(Pointing and labeling data)
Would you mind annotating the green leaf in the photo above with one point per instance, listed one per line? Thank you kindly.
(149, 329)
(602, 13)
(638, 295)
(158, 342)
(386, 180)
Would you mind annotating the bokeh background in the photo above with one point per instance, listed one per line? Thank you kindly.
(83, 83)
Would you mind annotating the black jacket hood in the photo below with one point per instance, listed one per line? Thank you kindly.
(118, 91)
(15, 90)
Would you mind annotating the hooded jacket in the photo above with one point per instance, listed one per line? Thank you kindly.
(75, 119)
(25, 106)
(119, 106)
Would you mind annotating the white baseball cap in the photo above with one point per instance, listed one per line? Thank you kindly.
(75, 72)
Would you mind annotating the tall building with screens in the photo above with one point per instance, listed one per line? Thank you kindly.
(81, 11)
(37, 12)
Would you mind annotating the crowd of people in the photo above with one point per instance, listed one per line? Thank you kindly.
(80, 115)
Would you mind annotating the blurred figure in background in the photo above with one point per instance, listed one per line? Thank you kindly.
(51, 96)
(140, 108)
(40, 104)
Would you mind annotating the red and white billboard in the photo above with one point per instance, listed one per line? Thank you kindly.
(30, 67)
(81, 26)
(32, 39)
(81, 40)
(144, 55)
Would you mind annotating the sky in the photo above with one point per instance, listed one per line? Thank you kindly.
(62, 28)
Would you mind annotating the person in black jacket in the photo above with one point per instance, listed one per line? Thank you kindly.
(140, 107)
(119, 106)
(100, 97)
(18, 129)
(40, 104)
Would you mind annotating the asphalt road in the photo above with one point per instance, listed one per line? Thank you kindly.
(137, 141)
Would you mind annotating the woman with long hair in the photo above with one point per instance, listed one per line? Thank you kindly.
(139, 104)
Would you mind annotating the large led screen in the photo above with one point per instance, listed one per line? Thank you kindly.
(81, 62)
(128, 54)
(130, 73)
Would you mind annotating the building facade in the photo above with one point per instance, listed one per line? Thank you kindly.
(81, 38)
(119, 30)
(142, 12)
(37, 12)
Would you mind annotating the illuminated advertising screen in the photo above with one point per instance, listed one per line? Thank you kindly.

*Requirements*: Lay out the data as a Markdown table with the columns "Row" and "Line", starting at the line containing "Would you mind annotating the crowd" and running through the end of the data. Leave out blank lines.

*Solved exercise*:
| Row | Line |
|---|---|
| 1 | Would you mind annotating the crowd of people in the photo above with one point per instance, listed one per line? Thank you kindly. |
| 2 | (80, 115) |
| 3 | Would you mind annotating the blurred figure in background in the photo above with one point per instance, listed one per line? Thank you kindly. |
| 4 | (51, 96) |
| 5 | (140, 108) |
| 6 | (40, 104) |
| 7 | Would you mind annotating the red and white billboard in the photo above with one point per instance, listed one per line? Thank you kindly. |
| 8 | (30, 67) |
| 9 | (81, 26) |
| 10 | (32, 39) |
| 11 | (81, 40) |
| 12 | (144, 55) |
| 13 | Would you mind annotating the sky in the photo above with one point per instance, listed one per line? Thank you kindly. |
| 14 | (62, 28) |
| 15 | Would you mind annotating the person in black jacket in the photo above with one point per instance, listed one per line? Thank you kindly. |
| 16 | (140, 107) |
| 17 | (119, 106) |
| 18 | (100, 97) |
| 19 | (18, 129) |
| 20 | (40, 104) |
| 21 | Would you mind annotating the asphalt road in the photo above with one point per instance, listed one per line? Thank you kindly. |
| 22 | (137, 141) |
| 23 | Would you mind annotating the woman with long hair in the photo above with one point per instance, listed one per line? Thank you kindly. |
| 24 | (139, 104) |
| 25 | Would you mind annotating the large led screen in the photo above with one point per instance, listed one per line? Thank you kindly. |
| 26 | (81, 62) |
| 27 | (128, 54) |
| 28 | (130, 73) |
| 29 | Would you mind annotating the building facade in the photo above with one point per instance, listed one per line? Thank you kindly. |
| 30 | (81, 38) |
| 31 | (119, 30) |
| 32 | (142, 12) |
| 33 | (37, 12) |
| 34 | Would you mind annotating the illuminated advertising screen in the photo above with one point per instance, listed one per line? Thank you kindly. |